# DO THIS:
Return each line in the entries below that contains the word "seed".

** START **

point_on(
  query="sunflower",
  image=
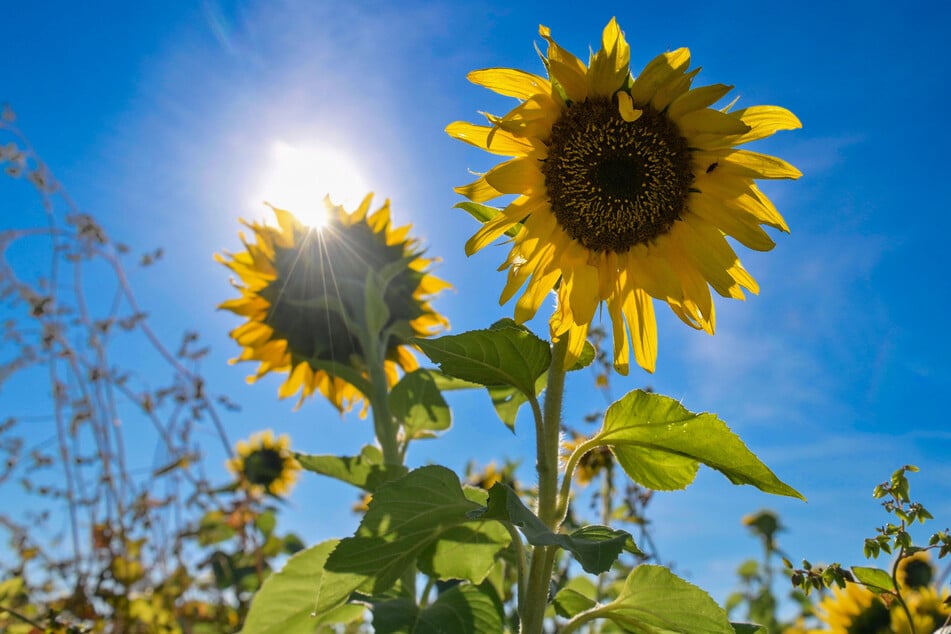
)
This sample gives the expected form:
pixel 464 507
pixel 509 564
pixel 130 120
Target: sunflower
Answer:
pixel 265 464
pixel 853 610
pixel 303 288
pixel 624 190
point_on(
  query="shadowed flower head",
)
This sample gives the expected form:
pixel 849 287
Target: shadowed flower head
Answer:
pixel 624 190
pixel 304 295
pixel 265 464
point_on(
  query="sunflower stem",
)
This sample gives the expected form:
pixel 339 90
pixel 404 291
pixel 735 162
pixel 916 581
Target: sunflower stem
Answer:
pixel 532 613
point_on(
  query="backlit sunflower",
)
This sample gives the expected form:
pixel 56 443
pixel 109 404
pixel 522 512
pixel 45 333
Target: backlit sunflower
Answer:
pixel 853 610
pixel 295 280
pixel 265 464
pixel 624 189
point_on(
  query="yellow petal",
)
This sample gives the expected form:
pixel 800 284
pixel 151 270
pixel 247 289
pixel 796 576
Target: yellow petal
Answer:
pixel 478 191
pixel 609 66
pixel 732 222
pixel 518 176
pixel 490 139
pixel 510 82
pixel 698 98
pixel 764 121
pixel 626 107
pixel 658 71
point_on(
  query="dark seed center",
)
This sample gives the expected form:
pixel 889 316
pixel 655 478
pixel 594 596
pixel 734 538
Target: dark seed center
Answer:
pixel 328 270
pixel 614 184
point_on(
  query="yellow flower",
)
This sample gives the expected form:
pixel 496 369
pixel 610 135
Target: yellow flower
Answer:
pixel 294 281
pixel 624 189
pixel 853 610
pixel 265 464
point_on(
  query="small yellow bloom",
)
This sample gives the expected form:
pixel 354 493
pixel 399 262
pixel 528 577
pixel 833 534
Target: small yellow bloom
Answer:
pixel 625 189
pixel 265 464
pixel 295 281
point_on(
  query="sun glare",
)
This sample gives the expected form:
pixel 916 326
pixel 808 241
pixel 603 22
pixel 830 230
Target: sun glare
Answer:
pixel 299 178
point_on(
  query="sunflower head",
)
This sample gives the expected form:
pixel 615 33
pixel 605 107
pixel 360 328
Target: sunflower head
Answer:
pixel 624 189
pixel 264 464
pixel 304 292
pixel 853 610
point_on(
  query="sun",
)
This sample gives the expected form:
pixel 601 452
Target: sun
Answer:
pixel 299 178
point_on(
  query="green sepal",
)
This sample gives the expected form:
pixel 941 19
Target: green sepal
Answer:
pixel 596 548
pixel 875 579
pixel 404 520
pixel 365 471
pixel 660 444
pixel 485 213
pixel 654 599
pixel 575 597
pixel 417 402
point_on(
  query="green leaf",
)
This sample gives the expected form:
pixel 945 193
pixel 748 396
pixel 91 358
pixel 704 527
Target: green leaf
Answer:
pixel 595 547
pixel 395 615
pixel 303 595
pixel 505 354
pixel 485 213
pixel 463 609
pixel 575 597
pixel 466 552
pixel 404 520
pixel 659 444
pixel 417 402
pixel 586 358
pixel 366 471
pixel 655 600
pixel 508 400
pixel 875 579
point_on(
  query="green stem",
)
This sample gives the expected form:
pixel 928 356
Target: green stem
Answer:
pixel 532 611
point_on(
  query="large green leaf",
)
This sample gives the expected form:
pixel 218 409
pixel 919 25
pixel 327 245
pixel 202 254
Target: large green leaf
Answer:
pixel 595 547
pixel 505 354
pixel 659 444
pixel 654 600
pixel 463 609
pixel 366 471
pixel 417 402
pixel 303 595
pixel 467 551
pixel 405 519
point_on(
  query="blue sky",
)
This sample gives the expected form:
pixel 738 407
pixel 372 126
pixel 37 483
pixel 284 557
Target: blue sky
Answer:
pixel 161 119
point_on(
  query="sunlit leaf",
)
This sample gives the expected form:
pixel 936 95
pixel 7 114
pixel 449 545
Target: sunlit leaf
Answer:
pixel 505 354
pixel 365 471
pixel 655 600
pixel 303 595
pixel 405 519
pixel 659 444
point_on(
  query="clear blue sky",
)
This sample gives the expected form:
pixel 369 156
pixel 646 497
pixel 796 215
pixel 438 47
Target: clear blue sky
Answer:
pixel 161 119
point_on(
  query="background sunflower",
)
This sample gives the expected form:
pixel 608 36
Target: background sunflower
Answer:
pixel 264 464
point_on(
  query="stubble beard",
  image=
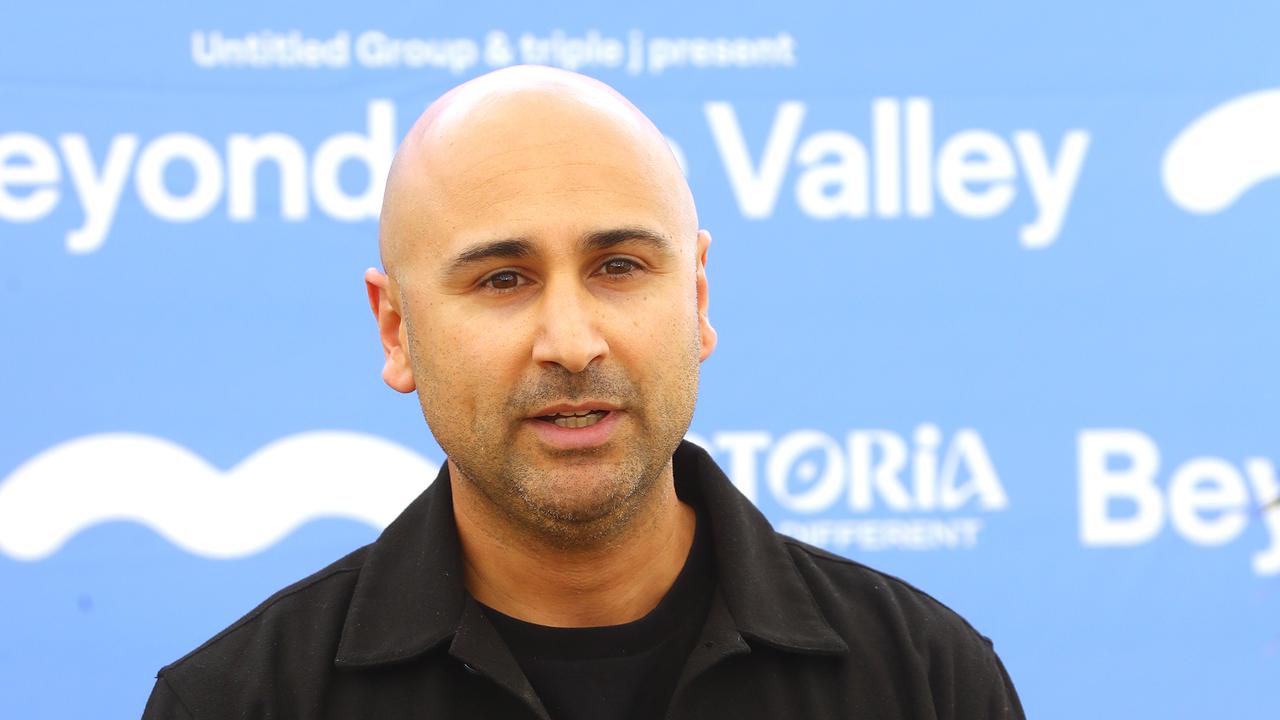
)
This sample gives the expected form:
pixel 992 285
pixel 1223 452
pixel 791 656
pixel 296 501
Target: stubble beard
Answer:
pixel 531 497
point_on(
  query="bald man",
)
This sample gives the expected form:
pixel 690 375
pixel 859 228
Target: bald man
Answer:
pixel 544 292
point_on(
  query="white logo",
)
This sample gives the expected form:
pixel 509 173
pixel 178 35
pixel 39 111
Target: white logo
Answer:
pixel 197 507
pixel 974 172
pixel 1224 153
pixel 924 487
pixel 1207 500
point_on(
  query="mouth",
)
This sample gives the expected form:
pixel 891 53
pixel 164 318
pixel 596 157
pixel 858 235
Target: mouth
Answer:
pixel 577 425
pixel 583 419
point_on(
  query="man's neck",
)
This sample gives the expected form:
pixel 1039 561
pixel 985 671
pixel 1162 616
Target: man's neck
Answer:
pixel 612 582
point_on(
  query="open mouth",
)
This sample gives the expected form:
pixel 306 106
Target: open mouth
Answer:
pixel 583 419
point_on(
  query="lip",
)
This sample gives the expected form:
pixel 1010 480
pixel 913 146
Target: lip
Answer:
pixel 575 438
pixel 572 408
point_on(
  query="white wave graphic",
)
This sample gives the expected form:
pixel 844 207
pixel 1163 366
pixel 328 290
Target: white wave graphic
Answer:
pixel 1224 153
pixel 196 506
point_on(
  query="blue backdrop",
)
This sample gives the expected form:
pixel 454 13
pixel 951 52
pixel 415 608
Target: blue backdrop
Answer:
pixel 993 286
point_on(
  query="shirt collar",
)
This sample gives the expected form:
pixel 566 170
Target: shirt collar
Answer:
pixel 410 596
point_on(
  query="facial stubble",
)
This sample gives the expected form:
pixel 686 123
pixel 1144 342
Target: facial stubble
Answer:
pixel 571 499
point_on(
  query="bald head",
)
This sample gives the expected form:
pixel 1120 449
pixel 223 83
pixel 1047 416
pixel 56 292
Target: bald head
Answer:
pixel 494 146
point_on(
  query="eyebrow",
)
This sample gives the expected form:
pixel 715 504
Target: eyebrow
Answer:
pixel 521 247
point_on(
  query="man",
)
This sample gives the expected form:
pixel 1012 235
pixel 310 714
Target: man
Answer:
pixel 545 295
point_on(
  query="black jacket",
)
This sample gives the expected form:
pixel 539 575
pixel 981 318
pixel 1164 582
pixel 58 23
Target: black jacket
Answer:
pixel 794 632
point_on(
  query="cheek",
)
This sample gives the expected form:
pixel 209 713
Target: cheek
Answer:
pixel 469 364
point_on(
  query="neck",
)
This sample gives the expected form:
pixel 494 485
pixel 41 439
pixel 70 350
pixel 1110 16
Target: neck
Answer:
pixel 611 582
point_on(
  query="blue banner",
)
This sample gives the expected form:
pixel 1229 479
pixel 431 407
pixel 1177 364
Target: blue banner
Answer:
pixel 995 288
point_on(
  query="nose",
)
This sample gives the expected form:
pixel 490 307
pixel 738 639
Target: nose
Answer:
pixel 568 332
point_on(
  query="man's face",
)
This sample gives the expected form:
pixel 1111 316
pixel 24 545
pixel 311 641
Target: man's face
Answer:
pixel 553 301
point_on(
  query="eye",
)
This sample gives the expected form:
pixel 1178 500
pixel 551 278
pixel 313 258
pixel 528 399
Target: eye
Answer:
pixel 502 281
pixel 620 267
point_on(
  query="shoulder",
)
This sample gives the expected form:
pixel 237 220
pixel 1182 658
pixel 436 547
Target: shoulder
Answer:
pixel 908 632
pixel 297 628
pixel 848 587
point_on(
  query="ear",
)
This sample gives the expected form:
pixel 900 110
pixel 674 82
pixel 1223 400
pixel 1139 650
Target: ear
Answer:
pixel 705 332
pixel 383 300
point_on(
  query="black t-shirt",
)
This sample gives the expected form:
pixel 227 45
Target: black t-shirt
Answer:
pixel 618 671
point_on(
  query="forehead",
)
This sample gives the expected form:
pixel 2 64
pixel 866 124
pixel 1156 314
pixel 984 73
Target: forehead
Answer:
pixel 542 169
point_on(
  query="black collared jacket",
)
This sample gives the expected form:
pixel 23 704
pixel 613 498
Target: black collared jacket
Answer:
pixel 389 632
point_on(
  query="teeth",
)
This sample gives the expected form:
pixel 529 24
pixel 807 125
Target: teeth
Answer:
pixel 579 419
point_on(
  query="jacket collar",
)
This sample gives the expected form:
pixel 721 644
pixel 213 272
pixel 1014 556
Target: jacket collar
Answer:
pixel 410 596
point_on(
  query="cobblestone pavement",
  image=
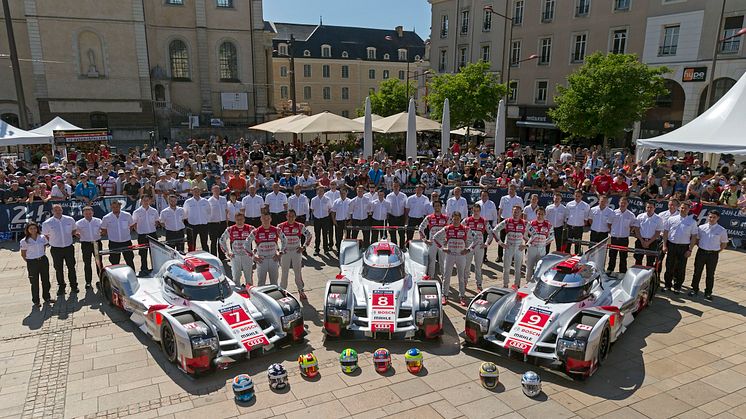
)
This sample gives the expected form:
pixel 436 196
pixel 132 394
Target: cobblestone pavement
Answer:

** END **

# OUTPUT:
  query="dark seed center",
Target: dark seed center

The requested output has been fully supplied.